Dataset entries ->
========================

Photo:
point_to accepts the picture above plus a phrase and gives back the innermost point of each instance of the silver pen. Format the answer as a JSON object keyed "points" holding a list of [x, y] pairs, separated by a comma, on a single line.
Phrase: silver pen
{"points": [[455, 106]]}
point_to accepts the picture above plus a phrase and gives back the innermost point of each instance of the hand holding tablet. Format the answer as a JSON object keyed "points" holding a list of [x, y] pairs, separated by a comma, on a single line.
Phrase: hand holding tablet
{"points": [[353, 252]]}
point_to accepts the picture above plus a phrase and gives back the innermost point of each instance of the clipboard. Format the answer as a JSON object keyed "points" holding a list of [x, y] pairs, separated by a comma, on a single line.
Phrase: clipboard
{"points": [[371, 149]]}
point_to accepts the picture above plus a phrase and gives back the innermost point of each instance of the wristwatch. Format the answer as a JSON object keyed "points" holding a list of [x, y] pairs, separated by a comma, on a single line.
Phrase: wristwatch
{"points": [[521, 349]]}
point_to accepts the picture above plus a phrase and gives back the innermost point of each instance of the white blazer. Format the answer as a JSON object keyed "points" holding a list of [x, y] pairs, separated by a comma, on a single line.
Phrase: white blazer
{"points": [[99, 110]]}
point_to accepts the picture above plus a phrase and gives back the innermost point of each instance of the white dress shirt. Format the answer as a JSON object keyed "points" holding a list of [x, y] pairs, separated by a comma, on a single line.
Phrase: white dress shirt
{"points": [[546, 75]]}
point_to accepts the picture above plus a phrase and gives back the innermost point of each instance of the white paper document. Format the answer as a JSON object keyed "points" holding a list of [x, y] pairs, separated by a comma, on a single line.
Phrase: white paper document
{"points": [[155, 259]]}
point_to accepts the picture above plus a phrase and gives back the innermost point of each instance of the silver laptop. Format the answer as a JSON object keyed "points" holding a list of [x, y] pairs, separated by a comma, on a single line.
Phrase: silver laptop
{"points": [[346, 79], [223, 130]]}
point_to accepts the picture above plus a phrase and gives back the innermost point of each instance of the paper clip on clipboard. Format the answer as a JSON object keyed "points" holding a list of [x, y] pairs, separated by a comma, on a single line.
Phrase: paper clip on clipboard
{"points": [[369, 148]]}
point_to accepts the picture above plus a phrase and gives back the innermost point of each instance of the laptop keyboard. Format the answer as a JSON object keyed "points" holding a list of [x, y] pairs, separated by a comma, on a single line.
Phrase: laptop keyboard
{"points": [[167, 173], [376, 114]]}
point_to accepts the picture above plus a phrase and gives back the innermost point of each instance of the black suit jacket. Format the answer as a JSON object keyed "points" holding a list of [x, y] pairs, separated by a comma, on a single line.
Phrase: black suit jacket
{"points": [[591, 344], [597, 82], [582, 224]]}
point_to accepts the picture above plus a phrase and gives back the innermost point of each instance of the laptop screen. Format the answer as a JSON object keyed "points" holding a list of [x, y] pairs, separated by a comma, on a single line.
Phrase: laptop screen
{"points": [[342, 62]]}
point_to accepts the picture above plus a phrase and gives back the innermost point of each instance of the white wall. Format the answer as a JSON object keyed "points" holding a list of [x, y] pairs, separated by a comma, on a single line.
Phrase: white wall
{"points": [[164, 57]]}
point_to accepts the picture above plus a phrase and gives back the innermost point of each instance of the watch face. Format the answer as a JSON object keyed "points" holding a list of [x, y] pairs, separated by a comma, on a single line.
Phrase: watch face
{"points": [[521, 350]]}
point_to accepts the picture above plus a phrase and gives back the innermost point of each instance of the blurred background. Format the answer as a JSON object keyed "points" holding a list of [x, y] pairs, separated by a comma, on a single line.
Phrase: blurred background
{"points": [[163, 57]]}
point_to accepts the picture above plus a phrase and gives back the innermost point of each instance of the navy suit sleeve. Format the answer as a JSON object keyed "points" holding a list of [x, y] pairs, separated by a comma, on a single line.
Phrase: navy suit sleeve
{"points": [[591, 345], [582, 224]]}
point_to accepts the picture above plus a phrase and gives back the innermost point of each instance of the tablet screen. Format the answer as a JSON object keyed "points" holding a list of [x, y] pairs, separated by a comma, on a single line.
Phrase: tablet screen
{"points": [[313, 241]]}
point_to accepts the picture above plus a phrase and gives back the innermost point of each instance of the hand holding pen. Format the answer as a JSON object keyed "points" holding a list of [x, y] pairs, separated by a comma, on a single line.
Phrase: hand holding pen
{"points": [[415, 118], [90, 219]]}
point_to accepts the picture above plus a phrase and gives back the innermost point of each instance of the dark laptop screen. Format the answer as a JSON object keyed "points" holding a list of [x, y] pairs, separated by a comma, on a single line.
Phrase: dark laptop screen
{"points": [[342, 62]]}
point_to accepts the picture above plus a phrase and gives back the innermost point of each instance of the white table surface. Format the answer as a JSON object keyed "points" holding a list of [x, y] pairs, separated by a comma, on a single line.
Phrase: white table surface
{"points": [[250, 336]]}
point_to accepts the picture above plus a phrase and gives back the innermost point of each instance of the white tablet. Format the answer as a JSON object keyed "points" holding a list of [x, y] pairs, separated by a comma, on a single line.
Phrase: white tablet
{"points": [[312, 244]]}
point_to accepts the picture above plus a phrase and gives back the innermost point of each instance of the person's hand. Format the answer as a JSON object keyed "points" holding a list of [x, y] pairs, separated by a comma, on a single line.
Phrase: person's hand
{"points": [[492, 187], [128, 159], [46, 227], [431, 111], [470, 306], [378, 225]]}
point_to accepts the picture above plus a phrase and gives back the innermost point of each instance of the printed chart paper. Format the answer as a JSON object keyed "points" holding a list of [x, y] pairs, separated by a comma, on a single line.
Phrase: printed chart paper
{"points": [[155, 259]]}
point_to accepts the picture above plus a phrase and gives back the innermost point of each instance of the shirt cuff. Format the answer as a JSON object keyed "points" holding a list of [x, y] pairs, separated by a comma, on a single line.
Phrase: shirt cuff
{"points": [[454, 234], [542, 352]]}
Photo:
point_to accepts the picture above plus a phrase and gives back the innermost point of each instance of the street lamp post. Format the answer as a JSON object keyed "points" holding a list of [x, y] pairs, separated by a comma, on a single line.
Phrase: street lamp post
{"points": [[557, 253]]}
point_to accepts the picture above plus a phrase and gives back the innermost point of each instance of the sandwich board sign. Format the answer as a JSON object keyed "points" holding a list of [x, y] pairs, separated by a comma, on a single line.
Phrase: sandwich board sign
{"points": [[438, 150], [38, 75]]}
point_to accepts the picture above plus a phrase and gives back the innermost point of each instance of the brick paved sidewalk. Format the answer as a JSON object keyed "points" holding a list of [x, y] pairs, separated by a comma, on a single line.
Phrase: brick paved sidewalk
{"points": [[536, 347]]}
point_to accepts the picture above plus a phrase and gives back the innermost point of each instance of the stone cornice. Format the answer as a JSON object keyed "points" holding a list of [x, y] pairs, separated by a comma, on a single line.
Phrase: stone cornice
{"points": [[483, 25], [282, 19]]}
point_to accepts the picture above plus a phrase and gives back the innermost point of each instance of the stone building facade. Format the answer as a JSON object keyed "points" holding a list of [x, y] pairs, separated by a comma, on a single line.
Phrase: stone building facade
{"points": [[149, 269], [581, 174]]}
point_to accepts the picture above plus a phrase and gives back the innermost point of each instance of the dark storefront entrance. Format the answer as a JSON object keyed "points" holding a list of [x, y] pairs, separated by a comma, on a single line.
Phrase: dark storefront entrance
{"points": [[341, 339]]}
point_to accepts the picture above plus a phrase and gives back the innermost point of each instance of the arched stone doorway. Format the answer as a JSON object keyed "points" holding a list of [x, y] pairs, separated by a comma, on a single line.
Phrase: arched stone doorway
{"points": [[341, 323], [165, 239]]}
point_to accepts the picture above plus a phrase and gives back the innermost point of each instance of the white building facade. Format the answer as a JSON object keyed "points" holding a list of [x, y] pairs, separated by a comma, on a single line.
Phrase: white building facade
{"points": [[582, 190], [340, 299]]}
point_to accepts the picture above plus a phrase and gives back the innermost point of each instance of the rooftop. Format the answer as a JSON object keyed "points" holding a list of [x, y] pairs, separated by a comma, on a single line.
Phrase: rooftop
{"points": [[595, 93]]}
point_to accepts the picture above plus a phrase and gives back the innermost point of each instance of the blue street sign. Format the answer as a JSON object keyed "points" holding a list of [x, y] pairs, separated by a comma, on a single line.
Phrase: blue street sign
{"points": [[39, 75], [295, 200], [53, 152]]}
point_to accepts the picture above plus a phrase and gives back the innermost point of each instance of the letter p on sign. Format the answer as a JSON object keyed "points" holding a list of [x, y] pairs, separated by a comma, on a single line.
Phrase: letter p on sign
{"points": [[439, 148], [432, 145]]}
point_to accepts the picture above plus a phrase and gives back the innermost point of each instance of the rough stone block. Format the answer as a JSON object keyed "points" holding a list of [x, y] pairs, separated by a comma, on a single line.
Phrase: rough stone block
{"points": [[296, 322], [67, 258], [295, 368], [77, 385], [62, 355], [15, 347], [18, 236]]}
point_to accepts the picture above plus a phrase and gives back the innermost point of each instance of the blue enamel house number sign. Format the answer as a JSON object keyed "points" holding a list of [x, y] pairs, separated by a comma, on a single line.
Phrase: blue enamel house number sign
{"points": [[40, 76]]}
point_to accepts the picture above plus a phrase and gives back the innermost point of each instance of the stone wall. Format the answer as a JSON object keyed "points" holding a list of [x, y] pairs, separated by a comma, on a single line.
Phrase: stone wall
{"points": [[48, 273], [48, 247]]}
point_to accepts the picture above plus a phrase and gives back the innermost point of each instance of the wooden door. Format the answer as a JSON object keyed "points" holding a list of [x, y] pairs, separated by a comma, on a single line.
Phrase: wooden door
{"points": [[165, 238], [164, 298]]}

========================

Request ->
Copy the material word for word, from its first line up to and including the line that contains "the silver pen.".

Solution ->
Photo:
point_to accepts the picture above plus a phrase and gives back the innermost point of each instance of the silver pen. Format the answer as a JSON object keyed "points" holding a list of [x, y] pairs, separated by a comma, on a single line.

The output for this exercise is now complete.